As to the new “taxables”, how much could you raise if you added recreational boats, and marina services, including slip fees, to the 6% category? He is catering to his public union cronies by adding taxes first, and catering to his fellow wealthy ne’er-do-wells with his protectionism of the recreational boating crowd. If that new $200,000 boat has a $12,000 sales tax, the buyer is still going to buy it. If he buys it somewhere else, impose a 6% use tax in RI. And while you’re at it, every Town and City should start including boats in the property taxes. We all pay taxes on our cars, which we need to get to work, but my neighbor with the $300,000 RV or boat doesn’t pay a dime on that luxury? He’s using the roads (RV) and the state waters – why are we letting that money walk away?
Treating recreational boats and boating the same as commercial fishing vessels, taxing manufacturing equipment, taxing farm equipment and farm raised food is more evidence that Chafee is anti-business.When can the recall begin?
Chafee can’t impose anything on his own.
Let’s remember who bcome his handmaidens.
People know full well that a vote for Democrats is a vote for ever increasingly lavish monies to government “workers” and welfare leeches, coupled with exponentially higher state and local taxes.
People keep voting Democrat.
We deserve EVERYTHING we get.
Interesting that you see the need to cut spending, then in almost the same breath advocate raising the tax on boats to 6%. Buyers do indeed have a choice of where to buy their boats and imposing a use tax would necessarily mean that you allow boats from different locations some time they can visit without paying the tax. Our season here is pretty short. So a savvy boat owner will visit with his boat for a few weeks then move it to the next state, 5 miles away. Rhode Island has plenty of competitors in New England. Right now we don’t charge any sales or use taxes on boats. As a direct consequence of that policy, the marine industry is one of the few that is thriving in this silly state. The jobs are good and pay well. Even the proposed 1% tax on services is going to cost jobs. Raise it to 6% and there won’t be any marine industry. Or those jobs.

» Data for analysis
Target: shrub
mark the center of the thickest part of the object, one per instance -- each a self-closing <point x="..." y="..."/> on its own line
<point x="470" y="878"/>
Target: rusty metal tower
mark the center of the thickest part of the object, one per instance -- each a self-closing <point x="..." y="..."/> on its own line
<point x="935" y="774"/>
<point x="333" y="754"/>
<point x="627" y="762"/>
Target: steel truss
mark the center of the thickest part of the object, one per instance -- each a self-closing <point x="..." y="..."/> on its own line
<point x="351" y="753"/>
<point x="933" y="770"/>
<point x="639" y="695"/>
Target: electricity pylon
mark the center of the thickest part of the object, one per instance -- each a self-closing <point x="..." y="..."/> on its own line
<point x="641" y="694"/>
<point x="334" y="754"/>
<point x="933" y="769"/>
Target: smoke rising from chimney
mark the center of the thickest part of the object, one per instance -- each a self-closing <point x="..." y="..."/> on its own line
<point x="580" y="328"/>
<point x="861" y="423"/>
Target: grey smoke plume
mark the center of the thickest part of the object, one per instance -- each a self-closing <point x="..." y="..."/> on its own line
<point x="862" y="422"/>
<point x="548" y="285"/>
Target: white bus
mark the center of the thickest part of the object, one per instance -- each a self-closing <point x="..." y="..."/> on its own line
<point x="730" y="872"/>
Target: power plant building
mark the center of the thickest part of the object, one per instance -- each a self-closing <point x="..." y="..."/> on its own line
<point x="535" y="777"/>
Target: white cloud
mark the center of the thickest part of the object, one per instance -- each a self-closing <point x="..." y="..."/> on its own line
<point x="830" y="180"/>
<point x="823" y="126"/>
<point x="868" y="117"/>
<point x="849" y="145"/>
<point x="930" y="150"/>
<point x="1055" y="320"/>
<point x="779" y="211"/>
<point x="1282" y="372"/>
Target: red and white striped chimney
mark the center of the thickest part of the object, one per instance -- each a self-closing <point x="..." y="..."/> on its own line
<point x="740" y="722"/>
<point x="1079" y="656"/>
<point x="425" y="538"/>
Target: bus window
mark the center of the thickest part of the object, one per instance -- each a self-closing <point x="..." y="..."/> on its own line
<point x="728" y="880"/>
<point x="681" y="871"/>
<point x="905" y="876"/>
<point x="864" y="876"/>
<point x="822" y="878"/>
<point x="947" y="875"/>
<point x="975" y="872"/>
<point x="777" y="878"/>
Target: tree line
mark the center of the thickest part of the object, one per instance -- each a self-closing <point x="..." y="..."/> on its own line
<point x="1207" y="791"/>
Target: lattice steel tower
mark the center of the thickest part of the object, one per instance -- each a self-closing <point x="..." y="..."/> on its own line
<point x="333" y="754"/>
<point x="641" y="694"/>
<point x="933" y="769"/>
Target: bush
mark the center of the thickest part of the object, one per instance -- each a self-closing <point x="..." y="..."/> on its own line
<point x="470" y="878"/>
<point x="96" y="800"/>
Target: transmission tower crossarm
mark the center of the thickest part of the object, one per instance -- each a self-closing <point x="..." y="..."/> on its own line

» Activity
Please give the rate of the proposed tax on services that the comments above on boat taxes mention.

» Solution
1%